### TESTO DI STUDIO ###

Altri supplementi dopo l’allenamento

Integratori post allenamento

Per quanto riguarda gli altri supplementi il discorso si complica. Si dovrebbe fare un articolo per ciascuno di essi per spiegare se ed in quali contesti sia utile. Il punto è che in quei casi il discorso parte proprio dall’integratore. Ossia lo si assume nel postworkout perchè lo si è inserito nel proprio protocollo d’integrazione, non perchè questo va a portare benefici al postworkout (o meglio, non in maniera specifica). Ma questi discorsi generali lasciano il tempo che trovano. Vi illustro quindi tre integratori che potrebbero essere sensati:

  1. Creatina. Tutti la conosciamo, il meccanismo di azione si basa sul saturare le scorte muscolari. Ebbene risulta una buona mossa sfruttare la forte assunzione glucidica e il partizionamento dei nutrienti per veicolarne il più possibile all’interno del muscolo.
  2. Beta-alanina. Anche qui lo stesso discorso. Inoltre è stato riscontrato un effetto sinergico con la creatina (in cronico, non che si debbano assumere sempre nello stesso momento sia chiaro) per cui in genere la prima richiama la seconda e viceversa.

### DATI FORNITI ###

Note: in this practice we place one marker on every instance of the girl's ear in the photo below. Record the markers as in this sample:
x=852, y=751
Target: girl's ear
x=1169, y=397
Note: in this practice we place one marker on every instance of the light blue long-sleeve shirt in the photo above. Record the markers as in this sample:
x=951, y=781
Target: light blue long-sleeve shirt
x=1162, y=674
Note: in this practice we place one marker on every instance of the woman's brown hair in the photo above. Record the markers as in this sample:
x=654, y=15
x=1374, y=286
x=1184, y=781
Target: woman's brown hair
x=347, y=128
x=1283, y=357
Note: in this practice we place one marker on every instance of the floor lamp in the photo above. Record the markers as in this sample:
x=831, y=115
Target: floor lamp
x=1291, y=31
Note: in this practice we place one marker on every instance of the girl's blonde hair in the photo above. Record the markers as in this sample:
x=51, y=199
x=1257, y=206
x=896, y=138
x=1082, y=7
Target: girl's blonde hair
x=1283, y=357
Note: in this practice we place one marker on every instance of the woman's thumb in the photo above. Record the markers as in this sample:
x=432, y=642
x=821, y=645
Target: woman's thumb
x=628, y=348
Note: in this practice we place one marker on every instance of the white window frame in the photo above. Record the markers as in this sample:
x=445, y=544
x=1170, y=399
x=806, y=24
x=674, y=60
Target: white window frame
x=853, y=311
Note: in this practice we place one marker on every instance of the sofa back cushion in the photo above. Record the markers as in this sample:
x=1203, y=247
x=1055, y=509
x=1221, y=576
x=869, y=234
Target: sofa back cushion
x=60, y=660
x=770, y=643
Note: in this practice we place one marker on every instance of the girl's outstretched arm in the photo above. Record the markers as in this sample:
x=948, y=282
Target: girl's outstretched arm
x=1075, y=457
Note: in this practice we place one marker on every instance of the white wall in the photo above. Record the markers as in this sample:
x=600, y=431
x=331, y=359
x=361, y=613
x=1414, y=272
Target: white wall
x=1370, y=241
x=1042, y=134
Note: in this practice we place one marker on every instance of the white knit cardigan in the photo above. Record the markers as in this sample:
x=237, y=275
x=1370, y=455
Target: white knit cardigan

###

SERIE DI COMPITI ::
A: Secondo il testo sugli integratori post allenamento, su che cosa si basa il meccanismo d'azione della creatina?
B: Riscriva il passo del testo sugli integratori post allenamento da "1. Creatina. Tutti" fino a "all’interno del muscolo." compreso, mettendo "riserve muscolari" al posto di "scorte muscolari".
C: Prosegua il testo sugli integratori post allenamento a partire dalla sua ultima frase.
Le righe non hanno alcun ruolo in questo esercizio.

RISPOSTE FORNITE ::
A: Sul saturare le scorte muscolari.

B:
1. Creatina. Tutti la conosciamo, il meccanismo di azione si basa sul saturare le riserve muscolari. Ebbene risulta una buona mossa sfruttare la forte assunzione glucidica e il partizionamento dei nutrienti per veicolarne il più possibile all’interno del muscolo.

C:
  3. HMB. Molto utile in periodi ipocalorici per il mantenimento della massa magra. 3gr divisi tra pre e post allenamento o tutti nel post allenamento possono essere molto efficaci. Un supplemento ancora relativamente poco studiato ma che presenta delle ottime potenzialità.
Cosa mangiare dopo la palestra: conclusioni

Un articolo forse per molti inutile. In sostanza siamo “scesi in campo” per dire quello che si è sempre detto ma questo porta sempre ad un arricchimento perchè è un punto di vista in più e se “su internet si legge tutto il contrario di tutto” forse abbiamo trovato un tema nel quale ci sono meno controtendenze e più unanimità.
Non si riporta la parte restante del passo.